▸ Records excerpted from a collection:
++++

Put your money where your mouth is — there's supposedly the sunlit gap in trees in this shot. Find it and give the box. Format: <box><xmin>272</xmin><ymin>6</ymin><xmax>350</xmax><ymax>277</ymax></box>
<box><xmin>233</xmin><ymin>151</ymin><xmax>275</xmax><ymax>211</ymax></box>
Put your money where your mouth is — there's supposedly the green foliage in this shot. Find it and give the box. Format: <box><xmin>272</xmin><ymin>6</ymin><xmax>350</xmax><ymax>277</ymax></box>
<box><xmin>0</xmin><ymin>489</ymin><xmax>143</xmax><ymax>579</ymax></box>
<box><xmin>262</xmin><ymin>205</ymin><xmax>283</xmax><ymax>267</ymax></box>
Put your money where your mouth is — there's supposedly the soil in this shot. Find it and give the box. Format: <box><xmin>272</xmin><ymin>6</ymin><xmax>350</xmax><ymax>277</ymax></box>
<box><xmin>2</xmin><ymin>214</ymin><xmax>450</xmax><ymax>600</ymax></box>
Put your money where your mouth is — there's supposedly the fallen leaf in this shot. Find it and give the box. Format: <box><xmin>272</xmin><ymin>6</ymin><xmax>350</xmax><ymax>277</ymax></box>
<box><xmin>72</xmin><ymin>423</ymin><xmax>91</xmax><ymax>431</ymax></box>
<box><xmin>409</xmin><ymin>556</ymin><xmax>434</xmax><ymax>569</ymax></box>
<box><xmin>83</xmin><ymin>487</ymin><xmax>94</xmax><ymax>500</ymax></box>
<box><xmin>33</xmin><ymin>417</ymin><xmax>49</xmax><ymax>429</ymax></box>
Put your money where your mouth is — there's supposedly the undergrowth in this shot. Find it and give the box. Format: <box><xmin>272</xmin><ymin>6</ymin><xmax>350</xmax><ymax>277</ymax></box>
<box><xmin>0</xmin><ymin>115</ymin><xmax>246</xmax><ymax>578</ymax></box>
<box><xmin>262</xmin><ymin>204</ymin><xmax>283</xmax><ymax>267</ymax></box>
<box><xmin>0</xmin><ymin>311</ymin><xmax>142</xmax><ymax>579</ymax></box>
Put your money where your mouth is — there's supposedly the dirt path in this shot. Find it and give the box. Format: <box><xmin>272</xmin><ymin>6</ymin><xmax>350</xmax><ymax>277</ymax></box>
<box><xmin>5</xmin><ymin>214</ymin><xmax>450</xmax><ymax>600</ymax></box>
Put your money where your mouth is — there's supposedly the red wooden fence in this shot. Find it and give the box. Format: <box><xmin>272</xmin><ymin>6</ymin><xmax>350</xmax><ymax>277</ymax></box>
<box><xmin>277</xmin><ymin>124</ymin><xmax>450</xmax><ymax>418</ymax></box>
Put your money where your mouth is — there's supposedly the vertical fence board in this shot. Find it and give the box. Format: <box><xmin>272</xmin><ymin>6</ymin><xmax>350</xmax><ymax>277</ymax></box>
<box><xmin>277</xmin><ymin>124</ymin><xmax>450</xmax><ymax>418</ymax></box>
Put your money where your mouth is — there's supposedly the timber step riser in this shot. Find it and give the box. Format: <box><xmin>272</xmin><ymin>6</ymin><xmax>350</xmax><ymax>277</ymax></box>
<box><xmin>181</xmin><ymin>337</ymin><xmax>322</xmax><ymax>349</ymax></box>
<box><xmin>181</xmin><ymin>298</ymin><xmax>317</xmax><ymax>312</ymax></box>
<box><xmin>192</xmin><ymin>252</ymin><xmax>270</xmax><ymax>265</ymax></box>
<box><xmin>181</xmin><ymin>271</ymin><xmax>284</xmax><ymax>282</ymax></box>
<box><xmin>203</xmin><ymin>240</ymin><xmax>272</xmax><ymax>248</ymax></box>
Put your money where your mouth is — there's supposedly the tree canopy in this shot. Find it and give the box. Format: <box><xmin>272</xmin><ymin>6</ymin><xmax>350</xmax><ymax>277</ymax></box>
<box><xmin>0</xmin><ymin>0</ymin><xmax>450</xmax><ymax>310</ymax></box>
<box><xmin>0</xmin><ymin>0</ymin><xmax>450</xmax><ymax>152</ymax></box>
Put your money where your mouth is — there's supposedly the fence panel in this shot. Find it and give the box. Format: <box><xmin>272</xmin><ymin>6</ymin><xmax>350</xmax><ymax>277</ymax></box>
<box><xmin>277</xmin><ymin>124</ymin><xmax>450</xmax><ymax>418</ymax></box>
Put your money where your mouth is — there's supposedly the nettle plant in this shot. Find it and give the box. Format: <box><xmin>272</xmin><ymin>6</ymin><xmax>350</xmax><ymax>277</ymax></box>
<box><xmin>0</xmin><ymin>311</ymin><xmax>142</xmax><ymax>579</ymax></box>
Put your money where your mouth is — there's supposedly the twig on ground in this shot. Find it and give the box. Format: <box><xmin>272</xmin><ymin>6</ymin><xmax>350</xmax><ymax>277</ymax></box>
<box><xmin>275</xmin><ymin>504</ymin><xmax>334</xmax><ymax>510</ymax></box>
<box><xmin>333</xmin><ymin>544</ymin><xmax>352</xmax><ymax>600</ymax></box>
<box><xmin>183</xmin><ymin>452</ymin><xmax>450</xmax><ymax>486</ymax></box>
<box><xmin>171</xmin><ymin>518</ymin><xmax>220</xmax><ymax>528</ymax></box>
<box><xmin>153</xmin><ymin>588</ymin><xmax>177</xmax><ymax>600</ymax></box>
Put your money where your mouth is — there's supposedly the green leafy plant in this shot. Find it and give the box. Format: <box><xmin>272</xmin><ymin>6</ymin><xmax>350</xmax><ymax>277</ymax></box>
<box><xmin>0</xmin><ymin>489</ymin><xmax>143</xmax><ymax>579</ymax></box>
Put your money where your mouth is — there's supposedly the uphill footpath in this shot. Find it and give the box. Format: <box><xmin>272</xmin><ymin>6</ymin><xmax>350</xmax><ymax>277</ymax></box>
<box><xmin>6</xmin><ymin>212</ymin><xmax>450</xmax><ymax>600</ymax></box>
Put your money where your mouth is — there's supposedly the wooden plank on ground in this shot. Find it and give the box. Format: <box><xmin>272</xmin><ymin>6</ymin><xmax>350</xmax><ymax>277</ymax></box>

++++

▸ SHORT TASK:
Lines from the one containing "the green leafy" through the final line are to be given again verbatim, with nothing before or after.

▸ EXERCISE RESPONSE:
Put your money where your mouth is — there's supposedly the green leafy plant in this shot. Find it and give the box. Format: <box><xmin>272</xmin><ymin>6</ymin><xmax>350</xmax><ymax>277</ymax></box>
<box><xmin>0</xmin><ymin>489</ymin><xmax>143</xmax><ymax>579</ymax></box>
Put your money where your mouth is — there's supposedly the uphill footpath in this shot. Find it and give the box. Format: <box><xmin>272</xmin><ymin>6</ymin><xmax>350</xmax><ymax>277</ymax></box>
<box><xmin>6</xmin><ymin>212</ymin><xmax>450</xmax><ymax>600</ymax></box>
Put your money where your mouth is — there's supposedly the wooden plank on ground in this shot. Find it and give the box. Format: <box><xmin>272</xmin><ymin>6</ymin><xmax>350</xmax><ymax>277</ymax></box>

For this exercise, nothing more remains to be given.